EXTRACTED MATERIAL section start

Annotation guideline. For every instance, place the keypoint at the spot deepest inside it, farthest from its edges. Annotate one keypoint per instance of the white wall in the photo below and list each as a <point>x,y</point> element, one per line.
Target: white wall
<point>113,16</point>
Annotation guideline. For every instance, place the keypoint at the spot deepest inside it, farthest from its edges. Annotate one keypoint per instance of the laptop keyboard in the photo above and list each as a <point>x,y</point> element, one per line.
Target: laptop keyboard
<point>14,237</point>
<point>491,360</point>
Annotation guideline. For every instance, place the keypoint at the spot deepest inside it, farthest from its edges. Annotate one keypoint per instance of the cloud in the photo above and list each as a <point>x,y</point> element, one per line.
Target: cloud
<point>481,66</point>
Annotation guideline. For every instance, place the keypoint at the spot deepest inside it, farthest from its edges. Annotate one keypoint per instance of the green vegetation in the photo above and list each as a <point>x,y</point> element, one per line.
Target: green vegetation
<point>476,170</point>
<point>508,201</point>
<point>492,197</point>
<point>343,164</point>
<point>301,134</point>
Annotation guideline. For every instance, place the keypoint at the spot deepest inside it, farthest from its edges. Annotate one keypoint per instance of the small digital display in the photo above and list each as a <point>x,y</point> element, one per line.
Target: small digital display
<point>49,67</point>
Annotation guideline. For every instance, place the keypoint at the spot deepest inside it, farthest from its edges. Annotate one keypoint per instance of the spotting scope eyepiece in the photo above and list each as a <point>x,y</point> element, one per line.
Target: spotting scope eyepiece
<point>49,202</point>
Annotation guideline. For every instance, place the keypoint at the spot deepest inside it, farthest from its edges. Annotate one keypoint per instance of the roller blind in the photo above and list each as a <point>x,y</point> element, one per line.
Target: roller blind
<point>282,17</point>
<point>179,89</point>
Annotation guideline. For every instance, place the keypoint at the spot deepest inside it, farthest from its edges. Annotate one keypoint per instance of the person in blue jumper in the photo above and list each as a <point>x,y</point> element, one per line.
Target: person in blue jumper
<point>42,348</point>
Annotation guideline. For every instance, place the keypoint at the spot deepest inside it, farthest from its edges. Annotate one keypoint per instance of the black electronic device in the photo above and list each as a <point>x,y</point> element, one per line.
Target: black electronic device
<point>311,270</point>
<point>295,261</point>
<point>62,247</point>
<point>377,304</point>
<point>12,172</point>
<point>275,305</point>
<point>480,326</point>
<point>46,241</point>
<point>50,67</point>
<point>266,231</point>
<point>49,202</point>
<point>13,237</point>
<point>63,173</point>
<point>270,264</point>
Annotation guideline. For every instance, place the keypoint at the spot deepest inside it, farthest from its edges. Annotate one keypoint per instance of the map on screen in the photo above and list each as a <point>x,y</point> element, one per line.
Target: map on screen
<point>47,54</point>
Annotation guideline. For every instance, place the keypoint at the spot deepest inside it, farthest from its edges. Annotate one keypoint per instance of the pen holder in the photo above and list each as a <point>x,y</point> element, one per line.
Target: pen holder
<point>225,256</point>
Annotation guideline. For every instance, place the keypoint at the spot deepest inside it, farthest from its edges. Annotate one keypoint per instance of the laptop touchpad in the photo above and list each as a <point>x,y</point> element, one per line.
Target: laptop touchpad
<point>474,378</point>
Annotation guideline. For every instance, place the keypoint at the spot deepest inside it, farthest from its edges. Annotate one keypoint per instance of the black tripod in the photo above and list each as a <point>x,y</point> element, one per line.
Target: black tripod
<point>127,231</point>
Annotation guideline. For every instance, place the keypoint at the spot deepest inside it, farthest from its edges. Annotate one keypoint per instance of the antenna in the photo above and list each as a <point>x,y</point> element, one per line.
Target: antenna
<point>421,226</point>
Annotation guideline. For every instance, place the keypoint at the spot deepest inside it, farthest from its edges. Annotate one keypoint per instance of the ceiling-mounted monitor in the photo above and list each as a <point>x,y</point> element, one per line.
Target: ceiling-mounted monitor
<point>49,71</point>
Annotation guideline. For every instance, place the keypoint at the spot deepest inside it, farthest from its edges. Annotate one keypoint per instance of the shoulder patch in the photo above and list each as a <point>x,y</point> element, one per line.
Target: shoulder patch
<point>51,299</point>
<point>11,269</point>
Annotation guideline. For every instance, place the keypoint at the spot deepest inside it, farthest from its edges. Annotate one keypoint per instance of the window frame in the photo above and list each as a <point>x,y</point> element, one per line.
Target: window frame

EXTRACTED MATERIAL section end

Where the word "window" occurs in a line of the records, copy that line.

Annotation guideline. For every instance, place the keypoint at the spot deepest inside it, farthest from its edges. Annotate one keypoint per instance of the window frame in the photo above and list each as a <point>x,y</point> element, one per line.
Target: window frame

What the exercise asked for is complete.